*REQUIRED ACTION*: Spot each line in the records below where the word "with" occurs, then copy it.

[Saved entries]
☆ ☆ ☆ ☆ ☆ ☆ ☆

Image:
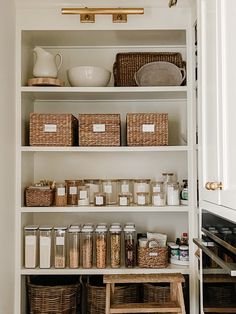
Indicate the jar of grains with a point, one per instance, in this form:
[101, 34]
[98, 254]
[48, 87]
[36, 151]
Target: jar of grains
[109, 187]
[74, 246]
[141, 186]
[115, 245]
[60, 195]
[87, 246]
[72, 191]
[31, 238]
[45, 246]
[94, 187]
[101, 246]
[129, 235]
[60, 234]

☆ ☆ ☆ ☆ ☆ ☆ ☆

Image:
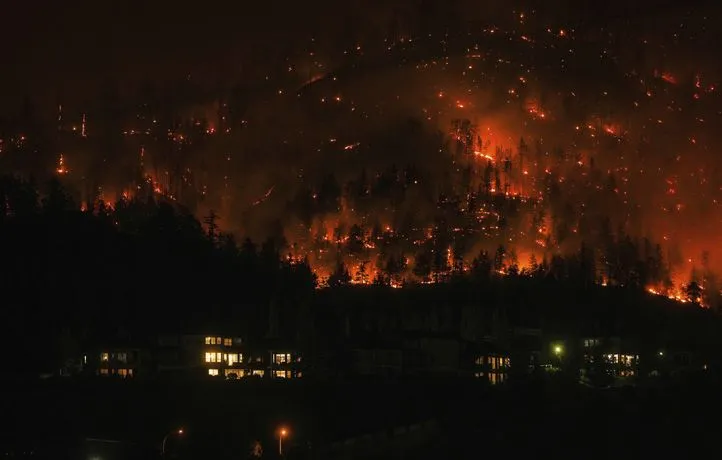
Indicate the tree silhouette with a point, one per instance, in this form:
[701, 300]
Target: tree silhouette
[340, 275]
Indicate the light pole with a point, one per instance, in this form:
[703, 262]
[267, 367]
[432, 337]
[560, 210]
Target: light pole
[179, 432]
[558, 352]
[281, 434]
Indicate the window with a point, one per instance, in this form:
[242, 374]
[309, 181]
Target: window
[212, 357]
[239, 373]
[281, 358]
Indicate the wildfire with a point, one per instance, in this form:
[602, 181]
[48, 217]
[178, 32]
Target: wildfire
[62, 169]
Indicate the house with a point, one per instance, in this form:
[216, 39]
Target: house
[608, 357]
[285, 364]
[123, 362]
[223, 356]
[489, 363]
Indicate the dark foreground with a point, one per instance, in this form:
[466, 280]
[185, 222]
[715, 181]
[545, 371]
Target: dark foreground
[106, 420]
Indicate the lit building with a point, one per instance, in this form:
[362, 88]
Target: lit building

☆ ☆ ☆ ☆ ☆ ☆ ☆

*TASK RESPONSE*:
Indicate the jar of grains with a point, one per instance, in this form:
Indicate the tree silhouette with a point, one per instance, in this form:
Indicate the light pole with a point, one per instance, in this form:
Indicate the window with a point, one per instance, in this form:
Indicate the wildfire with a point, one per instance, in this form:
Indicate the house with a point, one per instance, in this form:
Indicate the dark foreground with a point, one per instance, in this form:
Indicate the lit building with a point, one per instance, in this form:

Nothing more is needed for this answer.